Copy out the whole executive summary on privatizing public hospitals word for word.

━━━ EXCERPT TO READ

Privatizing Public Hospitals

Strategic Options in an Era of Industry-Wide Consolidation

Executive Summary

A veritable revolution is occurring in the way that health care is provided to the indigent and uninsured. Because of industry-wide consolidation pressures, it is unlikely that 10 years from now governments will find it strategically desirable to directly operate their own public hospitals and clinics⎯ more cost-effective choices are becoming available.

Besides dwindling public resources, the main force driving this change is vigorous competition for treating the poor from private for-profit and nonprofit hospitals. In most communities, even those on public assistance now have a choice of providers. The advent of HMOs is leading to a fundamental restructuring of the whole health care system. One offshoot of this is a declining need for hospital beds.

In response to these developments, more and more governments are exploring privatization options for public hospitals and clinics. Depending on the nature of a jurisdiction’s present system and the external market in the area, there are several options for governments exploring privatization of hospitals and health clinics.

  • Sale. A sale produces a large cash payment up front, which can be used to retire debts and to establish a trust fund for community health care. Example: When the public hospital in Conroe, Texas, was sold to Healthtrust for $104 million, the profits were used to establish a community health care foundation to meet the ongoing needs of the community.

━━━━━━
━━━ DATA SHOWN

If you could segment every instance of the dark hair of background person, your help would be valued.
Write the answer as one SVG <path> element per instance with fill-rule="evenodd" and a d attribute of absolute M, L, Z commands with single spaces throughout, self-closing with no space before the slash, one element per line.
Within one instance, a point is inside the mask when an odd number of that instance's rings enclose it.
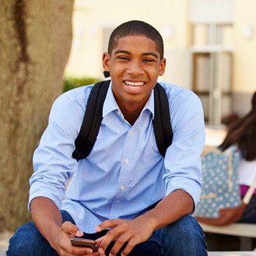
<path fill-rule="evenodd" d="M 242 157 L 247 161 L 256 160 L 256 92 L 251 104 L 251 111 L 227 128 L 226 136 L 219 146 L 224 151 L 230 146 L 237 145 Z"/>
<path fill-rule="evenodd" d="M 111 54 L 117 44 L 118 39 L 125 37 L 143 36 L 156 43 L 156 51 L 160 53 L 160 59 L 163 58 L 163 41 L 160 33 L 151 25 L 140 20 L 131 20 L 119 25 L 112 32 L 107 51 Z"/>

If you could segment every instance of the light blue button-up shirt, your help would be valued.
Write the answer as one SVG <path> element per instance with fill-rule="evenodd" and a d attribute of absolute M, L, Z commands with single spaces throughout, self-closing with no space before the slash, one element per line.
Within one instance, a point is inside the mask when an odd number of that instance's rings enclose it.
<path fill-rule="evenodd" d="M 174 132 L 164 159 L 158 151 L 152 123 L 153 91 L 131 126 L 118 108 L 110 83 L 94 146 L 79 162 L 72 154 L 92 86 L 61 95 L 34 153 L 29 205 L 35 197 L 47 197 L 68 212 L 82 231 L 94 233 L 105 219 L 134 219 L 177 189 L 189 193 L 196 205 L 205 143 L 202 104 L 192 92 L 161 84 L 169 99 Z"/>

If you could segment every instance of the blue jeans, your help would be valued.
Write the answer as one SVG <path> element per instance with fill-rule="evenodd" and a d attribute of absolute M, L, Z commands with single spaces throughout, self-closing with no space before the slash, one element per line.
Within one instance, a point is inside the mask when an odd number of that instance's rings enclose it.
<path fill-rule="evenodd" d="M 75 224 L 71 216 L 61 211 L 63 222 Z M 84 234 L 84 238 L 96 239 L 107 230 L 97 233 Z M 106 250 L 108 255 L 113 246 Z M 166 227 L 153 232 L 149 240 L 137 244 L 129 256 L 205 256 L 206 242 L 202 229 L 191 216 L 185 216 Z M 120 256 L 121 249 L 118 253 Z M 33 222 L 22 226 L 10 239 L 8 256 L 55 256 L 58 255 L 50 244 L 41 236 Z"/>

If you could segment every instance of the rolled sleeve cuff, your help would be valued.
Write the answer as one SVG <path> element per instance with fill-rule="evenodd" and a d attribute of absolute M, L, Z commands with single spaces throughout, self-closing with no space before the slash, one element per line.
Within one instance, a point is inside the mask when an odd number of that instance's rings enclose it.
<path fill-rule="evenodd" d="M 201 184 L 189 179 L 180 177 L 174 177 L 169 181 L 167 186 L 166 196 L 177 189 L 181 189 L 188 193 L 194 200 L 194 211 L 195 210 L 196 205 L 200 201 L 201 195 Z"/>
<path fill-rule="evenodd" d="M 30 187 L 28 209 L 30 212 L 30 205 L 33 199 L 37 197 L 44 197 L 51 199 L 61 210 L 64 195 L 65 191 L 62 188 L 45 184 L 43 184 L 42 186 L 42 184 L 37 181 Z"/>

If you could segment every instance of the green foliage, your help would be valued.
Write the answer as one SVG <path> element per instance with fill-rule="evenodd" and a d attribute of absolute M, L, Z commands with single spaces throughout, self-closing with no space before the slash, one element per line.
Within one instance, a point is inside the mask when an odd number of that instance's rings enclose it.
<path fill-rule="evenodd" d="M 100 79 L 93 78 L 93 77 L 65 77 L 63 84 L 63 93 L 68 91 L 69 89 L 94 84 L 100 82 Z"/>

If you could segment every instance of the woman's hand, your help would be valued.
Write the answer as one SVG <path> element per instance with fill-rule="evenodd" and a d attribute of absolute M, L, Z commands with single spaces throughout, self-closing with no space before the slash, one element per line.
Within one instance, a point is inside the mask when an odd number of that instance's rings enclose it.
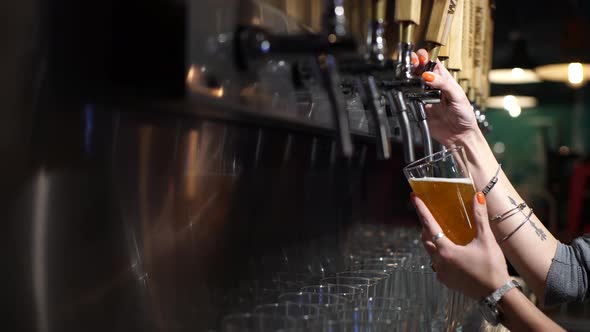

━━━━━━

• [SOLUTION FOR THIS EXERCISE]:
Privatizing Public Hospitals

Strategic Options in an Era of Industry-Wide Consolidation

Executive Summary

A veritable revolution is occurring in the way that health care is provided to the indigent and uninsured. Because of industry-wide consolidation pressures, it is unlikely that 10 years from now governments will find it strategically desirable to directly operate their own public hospitals and clinics⎯ more cost-effective choices are becoming available.

Besides dwindling public resources, the main force driving this change is vigorous competition for treating the poor from private for-profit and nonprofit hospitals. In most communities, even those on public assistance now have a choice of providers. The advent of HMOs is leading to a fundamental restructuring of the whole health care system. One offshoot of this is a declining need for hospital beds.

In response to these developments, more and more governments are exploring privatization options for public hospitals and clinics. Depending on the nature of a jurisdiction’s present system and the external market in the area, there are several options for governments exploring privatization of hospitals and health clinics.

  • Sale. A sale produces a large cash payment up front, which can be used to retire debts and to establish a trust fund for community health care. Example: When the public hospital in Conroe, Texas, was sold to Healthtrust for $104 million, the profits were used to establish a community health care foundation to meet the ongoing needs of the community.